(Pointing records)
═══
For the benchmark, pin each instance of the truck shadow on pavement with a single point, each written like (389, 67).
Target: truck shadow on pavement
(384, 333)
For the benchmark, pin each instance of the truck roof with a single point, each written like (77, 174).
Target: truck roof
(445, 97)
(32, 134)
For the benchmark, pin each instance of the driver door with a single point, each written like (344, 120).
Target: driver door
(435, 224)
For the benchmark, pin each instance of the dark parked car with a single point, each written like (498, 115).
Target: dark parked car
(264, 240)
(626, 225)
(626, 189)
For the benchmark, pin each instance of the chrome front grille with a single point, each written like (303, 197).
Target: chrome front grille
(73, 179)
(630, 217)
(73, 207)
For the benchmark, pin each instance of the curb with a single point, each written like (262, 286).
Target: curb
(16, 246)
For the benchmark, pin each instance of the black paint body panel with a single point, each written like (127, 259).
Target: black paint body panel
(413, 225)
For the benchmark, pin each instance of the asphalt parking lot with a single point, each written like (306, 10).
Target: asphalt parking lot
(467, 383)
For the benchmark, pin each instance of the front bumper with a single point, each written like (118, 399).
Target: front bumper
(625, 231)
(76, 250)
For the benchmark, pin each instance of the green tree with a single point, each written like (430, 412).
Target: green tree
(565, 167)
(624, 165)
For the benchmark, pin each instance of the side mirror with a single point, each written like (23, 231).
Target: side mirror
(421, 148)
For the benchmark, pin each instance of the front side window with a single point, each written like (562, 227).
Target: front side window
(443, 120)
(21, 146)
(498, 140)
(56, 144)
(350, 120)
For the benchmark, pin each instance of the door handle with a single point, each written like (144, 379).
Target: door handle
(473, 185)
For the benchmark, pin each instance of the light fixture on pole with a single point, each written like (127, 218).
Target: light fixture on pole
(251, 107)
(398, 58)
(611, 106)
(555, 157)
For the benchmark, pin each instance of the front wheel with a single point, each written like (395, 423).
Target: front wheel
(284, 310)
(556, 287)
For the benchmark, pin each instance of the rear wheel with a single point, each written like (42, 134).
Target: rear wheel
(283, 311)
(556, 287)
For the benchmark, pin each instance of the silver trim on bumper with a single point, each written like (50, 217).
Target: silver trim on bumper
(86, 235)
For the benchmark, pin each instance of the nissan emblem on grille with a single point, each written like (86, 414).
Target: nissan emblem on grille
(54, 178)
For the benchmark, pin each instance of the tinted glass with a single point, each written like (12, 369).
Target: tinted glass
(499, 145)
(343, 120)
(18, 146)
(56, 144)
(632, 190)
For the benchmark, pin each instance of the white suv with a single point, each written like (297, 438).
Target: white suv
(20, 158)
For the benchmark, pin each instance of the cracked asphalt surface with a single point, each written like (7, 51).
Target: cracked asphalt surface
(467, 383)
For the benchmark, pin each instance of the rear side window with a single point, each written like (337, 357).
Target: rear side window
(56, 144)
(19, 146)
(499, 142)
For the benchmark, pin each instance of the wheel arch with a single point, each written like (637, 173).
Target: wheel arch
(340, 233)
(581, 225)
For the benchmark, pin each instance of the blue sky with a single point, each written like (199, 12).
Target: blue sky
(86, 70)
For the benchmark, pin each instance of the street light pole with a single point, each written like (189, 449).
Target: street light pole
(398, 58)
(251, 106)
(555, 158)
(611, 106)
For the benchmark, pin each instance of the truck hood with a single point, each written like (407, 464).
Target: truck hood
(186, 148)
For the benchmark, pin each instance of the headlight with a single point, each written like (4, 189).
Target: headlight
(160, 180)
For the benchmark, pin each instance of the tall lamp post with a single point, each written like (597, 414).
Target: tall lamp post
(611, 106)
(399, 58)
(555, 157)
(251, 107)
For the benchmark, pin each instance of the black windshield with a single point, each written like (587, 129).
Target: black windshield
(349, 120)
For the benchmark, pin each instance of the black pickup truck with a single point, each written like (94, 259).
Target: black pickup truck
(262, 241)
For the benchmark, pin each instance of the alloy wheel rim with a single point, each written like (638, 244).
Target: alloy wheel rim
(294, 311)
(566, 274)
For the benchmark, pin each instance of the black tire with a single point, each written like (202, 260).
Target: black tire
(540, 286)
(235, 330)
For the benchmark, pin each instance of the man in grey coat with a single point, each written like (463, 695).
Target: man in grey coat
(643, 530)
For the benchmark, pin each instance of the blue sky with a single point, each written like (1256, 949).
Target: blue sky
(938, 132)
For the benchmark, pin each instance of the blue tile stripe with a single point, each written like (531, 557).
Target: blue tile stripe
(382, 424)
═══
Work instructions >>
Extract exactly the lines between the line containing "For the benchmark, pin each instance of the black tire" and the end of the data, including both.

Response >>
For the benchmark, pin each instance of the black tire with a single point, each written like (202, 260).
Target: black tire
(540, 286)
(235, 330)
For the benchmark, pin each instance of the man in grey coat with a single point, each written like (463, 695).
Target: man in grey coat
(643, 530)
For the benchmark, pin each instance of the blue sky with a single point, each written like (1256, 949).
Target: blue sky
(938, 132)
For the benchmark, pin each instance of the blue tile stripe with a single point, each written like (531, 557).
Target: blue tile stripe
(382, 424)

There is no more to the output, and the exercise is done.